[Records from a dataset]
* * * * *
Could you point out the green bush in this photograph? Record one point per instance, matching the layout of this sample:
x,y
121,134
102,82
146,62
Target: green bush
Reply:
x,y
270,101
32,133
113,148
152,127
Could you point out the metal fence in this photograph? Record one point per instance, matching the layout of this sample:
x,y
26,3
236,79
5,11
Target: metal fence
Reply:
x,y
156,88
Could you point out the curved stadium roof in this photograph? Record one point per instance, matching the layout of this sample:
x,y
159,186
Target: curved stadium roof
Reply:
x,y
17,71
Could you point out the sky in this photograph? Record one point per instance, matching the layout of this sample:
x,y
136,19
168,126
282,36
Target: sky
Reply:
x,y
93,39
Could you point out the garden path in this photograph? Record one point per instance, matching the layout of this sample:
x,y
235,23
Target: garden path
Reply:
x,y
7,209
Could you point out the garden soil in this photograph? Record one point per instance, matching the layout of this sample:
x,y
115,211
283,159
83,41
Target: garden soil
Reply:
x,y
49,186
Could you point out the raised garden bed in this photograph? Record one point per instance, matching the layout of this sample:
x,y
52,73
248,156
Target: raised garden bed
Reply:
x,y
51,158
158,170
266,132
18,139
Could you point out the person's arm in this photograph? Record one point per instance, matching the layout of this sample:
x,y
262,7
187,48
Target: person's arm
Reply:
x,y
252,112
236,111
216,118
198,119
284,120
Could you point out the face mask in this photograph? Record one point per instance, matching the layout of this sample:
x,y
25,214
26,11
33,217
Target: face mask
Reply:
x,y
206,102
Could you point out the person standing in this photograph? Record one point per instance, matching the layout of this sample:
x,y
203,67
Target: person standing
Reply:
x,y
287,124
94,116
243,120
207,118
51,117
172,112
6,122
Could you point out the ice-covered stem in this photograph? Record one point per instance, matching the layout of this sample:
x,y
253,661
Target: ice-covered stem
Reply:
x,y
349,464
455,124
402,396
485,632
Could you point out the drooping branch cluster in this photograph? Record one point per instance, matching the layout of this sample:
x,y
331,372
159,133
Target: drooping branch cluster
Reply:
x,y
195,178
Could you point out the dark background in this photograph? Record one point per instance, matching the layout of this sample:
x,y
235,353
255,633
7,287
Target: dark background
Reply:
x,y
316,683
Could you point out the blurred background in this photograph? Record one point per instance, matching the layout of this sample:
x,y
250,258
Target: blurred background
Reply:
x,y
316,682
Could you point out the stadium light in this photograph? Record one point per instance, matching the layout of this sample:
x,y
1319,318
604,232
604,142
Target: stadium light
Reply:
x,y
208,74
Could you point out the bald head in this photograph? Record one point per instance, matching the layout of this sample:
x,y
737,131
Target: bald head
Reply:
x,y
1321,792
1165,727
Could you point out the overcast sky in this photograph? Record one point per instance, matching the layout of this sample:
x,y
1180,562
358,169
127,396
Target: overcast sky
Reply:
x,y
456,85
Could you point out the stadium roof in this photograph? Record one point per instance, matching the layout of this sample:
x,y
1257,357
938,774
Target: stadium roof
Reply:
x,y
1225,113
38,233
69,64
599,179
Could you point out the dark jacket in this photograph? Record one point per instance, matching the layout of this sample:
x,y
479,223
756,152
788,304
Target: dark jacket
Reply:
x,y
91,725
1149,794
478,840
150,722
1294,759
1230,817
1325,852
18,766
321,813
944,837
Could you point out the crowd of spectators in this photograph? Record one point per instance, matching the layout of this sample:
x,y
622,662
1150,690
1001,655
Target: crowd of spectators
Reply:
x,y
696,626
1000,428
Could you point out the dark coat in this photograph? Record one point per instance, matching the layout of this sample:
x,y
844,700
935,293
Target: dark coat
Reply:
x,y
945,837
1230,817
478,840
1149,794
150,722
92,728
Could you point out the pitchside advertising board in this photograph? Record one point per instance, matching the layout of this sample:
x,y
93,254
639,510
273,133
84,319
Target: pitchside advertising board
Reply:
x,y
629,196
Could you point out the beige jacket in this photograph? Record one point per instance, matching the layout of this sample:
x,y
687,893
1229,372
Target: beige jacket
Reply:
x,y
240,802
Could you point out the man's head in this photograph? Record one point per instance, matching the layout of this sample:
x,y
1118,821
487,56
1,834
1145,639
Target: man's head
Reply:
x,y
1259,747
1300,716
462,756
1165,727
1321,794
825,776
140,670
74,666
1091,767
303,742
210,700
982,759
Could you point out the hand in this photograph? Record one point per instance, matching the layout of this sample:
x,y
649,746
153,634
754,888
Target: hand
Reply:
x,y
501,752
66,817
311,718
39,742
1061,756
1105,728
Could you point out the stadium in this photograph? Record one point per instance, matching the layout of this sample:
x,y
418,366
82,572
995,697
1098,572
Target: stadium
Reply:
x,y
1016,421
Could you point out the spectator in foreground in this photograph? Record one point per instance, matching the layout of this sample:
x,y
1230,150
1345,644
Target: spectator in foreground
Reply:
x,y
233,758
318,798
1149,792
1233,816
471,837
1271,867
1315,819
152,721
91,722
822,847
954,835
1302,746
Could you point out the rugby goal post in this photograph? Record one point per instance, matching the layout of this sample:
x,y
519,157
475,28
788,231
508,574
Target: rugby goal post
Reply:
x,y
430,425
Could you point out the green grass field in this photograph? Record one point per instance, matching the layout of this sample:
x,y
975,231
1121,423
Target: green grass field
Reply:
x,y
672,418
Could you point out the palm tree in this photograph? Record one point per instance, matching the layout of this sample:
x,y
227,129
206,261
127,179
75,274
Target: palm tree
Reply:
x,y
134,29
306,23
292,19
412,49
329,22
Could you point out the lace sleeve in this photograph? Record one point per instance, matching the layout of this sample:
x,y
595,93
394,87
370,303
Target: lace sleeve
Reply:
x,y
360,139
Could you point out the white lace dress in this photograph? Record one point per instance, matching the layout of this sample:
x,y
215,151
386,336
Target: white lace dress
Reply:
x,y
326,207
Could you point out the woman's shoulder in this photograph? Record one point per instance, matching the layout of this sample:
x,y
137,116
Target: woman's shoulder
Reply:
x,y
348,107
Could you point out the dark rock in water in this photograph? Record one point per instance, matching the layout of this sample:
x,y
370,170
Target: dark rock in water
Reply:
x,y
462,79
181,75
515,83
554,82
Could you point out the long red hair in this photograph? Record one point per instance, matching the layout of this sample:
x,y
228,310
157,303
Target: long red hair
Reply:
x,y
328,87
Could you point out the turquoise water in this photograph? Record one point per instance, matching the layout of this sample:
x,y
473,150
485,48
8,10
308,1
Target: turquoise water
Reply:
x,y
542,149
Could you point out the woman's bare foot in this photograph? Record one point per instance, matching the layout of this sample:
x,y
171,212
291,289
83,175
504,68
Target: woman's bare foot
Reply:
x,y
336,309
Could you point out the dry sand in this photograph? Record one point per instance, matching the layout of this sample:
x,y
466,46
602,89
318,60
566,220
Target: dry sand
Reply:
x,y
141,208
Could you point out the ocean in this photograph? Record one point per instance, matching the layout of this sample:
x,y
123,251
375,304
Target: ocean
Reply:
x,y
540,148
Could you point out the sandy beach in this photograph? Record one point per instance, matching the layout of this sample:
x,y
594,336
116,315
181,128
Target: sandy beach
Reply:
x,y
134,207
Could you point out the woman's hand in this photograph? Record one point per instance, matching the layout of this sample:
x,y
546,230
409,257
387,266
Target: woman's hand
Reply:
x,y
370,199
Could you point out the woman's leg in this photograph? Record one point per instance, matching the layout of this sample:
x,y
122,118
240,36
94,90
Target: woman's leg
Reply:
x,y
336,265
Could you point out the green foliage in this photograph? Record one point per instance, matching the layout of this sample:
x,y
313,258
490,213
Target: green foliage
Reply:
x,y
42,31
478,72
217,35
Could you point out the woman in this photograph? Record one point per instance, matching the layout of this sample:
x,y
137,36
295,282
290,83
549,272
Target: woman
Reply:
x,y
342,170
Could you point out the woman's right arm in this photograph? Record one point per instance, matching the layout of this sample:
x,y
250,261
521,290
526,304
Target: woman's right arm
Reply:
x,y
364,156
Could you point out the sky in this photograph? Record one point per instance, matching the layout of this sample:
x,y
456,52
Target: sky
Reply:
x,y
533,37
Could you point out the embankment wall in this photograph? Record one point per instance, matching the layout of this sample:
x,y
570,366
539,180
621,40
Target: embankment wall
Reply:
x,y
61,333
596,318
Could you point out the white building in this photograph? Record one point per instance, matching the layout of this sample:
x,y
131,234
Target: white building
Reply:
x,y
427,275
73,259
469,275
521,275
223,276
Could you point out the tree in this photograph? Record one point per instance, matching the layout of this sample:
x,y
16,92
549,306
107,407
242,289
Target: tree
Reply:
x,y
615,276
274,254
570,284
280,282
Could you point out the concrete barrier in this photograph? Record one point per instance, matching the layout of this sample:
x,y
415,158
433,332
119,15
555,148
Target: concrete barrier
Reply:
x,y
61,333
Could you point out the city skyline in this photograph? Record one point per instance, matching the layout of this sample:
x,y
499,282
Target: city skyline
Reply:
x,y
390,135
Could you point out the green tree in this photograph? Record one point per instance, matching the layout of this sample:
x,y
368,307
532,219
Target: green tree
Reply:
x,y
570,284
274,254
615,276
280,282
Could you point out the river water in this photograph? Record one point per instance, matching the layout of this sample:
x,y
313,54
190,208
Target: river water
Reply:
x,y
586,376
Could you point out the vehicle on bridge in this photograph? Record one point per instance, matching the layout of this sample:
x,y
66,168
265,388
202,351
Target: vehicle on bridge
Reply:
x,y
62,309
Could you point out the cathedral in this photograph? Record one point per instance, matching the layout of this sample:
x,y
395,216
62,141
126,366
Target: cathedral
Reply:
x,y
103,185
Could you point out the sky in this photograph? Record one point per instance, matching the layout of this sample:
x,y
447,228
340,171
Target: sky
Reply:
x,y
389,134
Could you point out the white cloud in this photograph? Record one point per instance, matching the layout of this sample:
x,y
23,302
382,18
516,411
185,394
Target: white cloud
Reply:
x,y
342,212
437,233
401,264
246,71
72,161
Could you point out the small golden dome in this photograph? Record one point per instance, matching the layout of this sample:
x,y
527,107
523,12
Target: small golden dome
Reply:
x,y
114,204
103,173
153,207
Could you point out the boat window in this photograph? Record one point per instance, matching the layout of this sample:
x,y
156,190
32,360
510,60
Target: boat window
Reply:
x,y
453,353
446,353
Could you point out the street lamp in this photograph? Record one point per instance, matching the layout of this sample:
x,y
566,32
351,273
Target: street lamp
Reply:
* * * * *
#### [Problem statement]
The exercise is to copy out every line above that has the word "hair" in it.

#### [Result of the exercise]
Could you point out the long red hair in this photograph? Record one point per instance, matching the layout of this sample:
Target: long red hair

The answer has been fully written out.